(EXERCISE OBJECTIVE)
Return the lines of the data below, from the one containing "- query: a free-text" through the very last, exactly and with both ends included; no pictures.

(PROVIDED ENTRIES)
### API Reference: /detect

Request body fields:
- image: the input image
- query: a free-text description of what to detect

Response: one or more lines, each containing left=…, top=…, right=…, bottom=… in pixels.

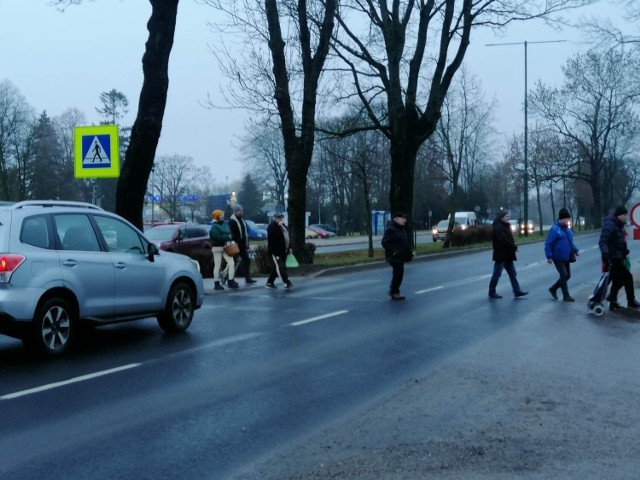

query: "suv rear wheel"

left=25, top=297, right=74, bottom=356
left=157, top=282, right=195, bottom=333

(EXERCISE ANSWER)
- query: a free-text description of what to detect

Response: one or more lines, each containing left=…, top=…, right=…, bottom=… in pixels.


query: "suv rear wheel"

left=25, top=297, right=74, bottom=356
left=157, top=282, right=195, bottom=333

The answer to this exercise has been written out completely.